(DO THIS)
Report each line in the items below that contains the word "vegetation", copying every such line in full.

(DATA)
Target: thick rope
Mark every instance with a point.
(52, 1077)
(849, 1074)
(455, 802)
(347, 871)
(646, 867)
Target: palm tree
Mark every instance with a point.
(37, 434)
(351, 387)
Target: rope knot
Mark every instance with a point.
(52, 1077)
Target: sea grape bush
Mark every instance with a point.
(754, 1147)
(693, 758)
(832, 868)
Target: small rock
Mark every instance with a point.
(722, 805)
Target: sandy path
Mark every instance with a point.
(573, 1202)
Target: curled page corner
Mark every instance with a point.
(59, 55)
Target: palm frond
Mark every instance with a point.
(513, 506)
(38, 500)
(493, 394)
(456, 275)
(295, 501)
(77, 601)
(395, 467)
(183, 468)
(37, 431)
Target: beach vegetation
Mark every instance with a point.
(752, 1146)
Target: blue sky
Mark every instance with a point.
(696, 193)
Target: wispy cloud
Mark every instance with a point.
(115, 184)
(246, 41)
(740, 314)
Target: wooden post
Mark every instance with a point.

...

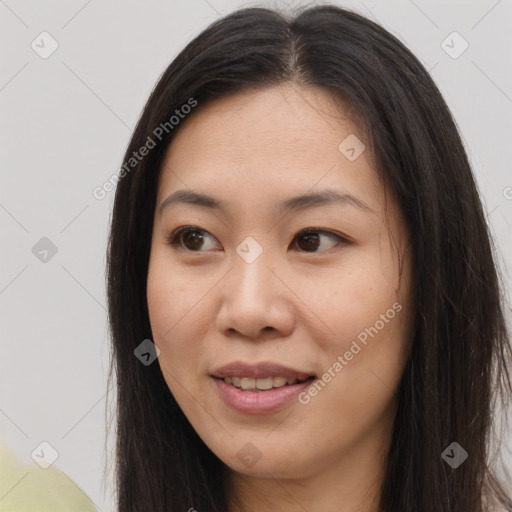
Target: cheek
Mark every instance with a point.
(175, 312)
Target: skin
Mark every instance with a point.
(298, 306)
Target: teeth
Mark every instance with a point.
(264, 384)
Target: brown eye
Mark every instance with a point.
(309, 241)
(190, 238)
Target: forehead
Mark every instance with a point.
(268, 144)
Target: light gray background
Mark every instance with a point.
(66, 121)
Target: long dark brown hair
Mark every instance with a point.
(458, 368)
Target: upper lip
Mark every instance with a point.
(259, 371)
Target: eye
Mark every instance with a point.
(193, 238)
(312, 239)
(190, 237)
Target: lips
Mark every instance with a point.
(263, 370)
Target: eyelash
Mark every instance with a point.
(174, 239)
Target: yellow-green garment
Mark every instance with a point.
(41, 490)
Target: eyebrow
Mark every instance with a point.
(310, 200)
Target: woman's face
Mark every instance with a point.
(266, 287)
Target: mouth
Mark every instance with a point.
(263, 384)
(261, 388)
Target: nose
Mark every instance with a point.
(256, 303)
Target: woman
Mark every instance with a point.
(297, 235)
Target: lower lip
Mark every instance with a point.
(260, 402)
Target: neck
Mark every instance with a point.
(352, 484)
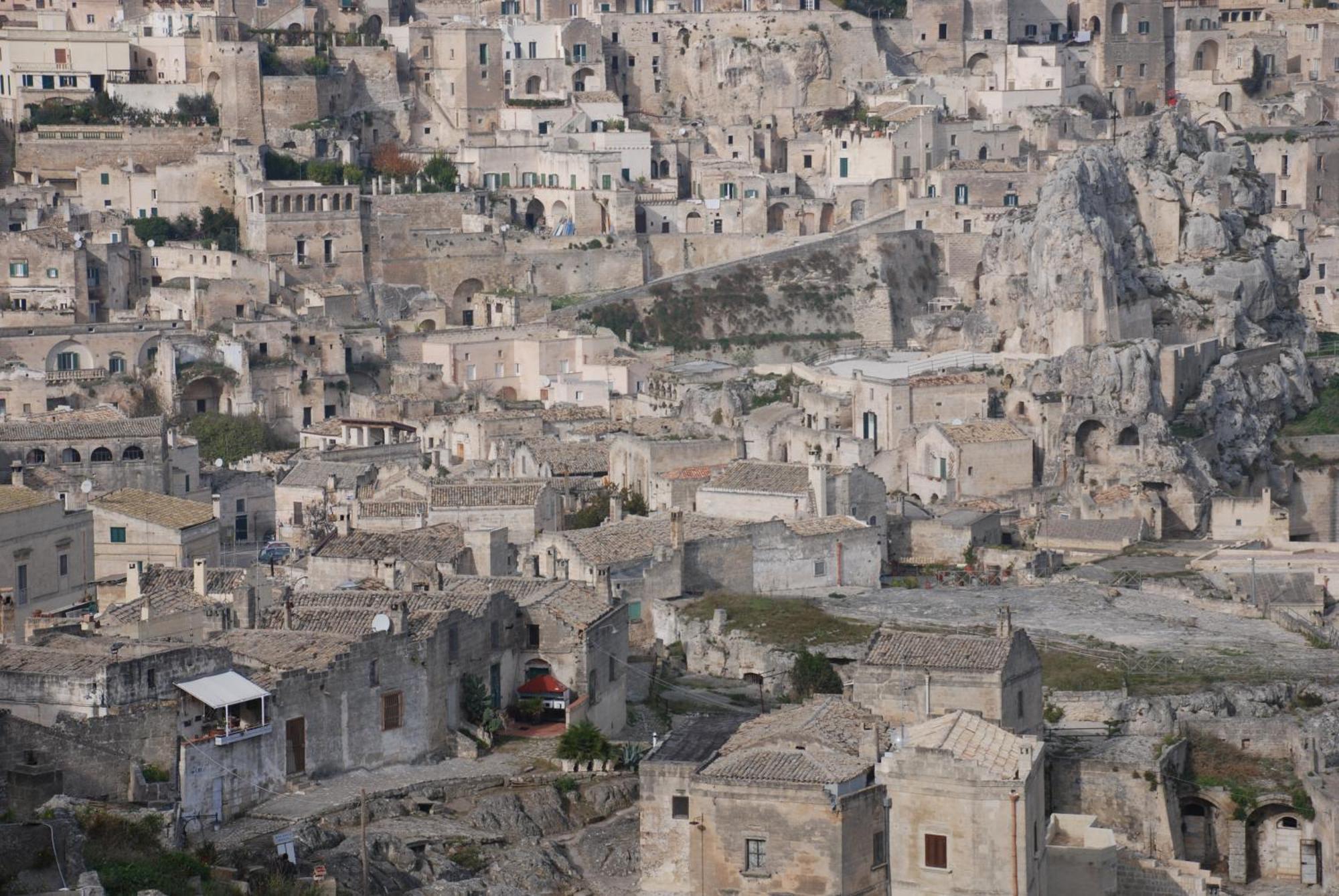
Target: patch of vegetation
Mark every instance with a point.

(EXERCISE SOLUTION)
Target: beach vegetation
Target: patch of vegetation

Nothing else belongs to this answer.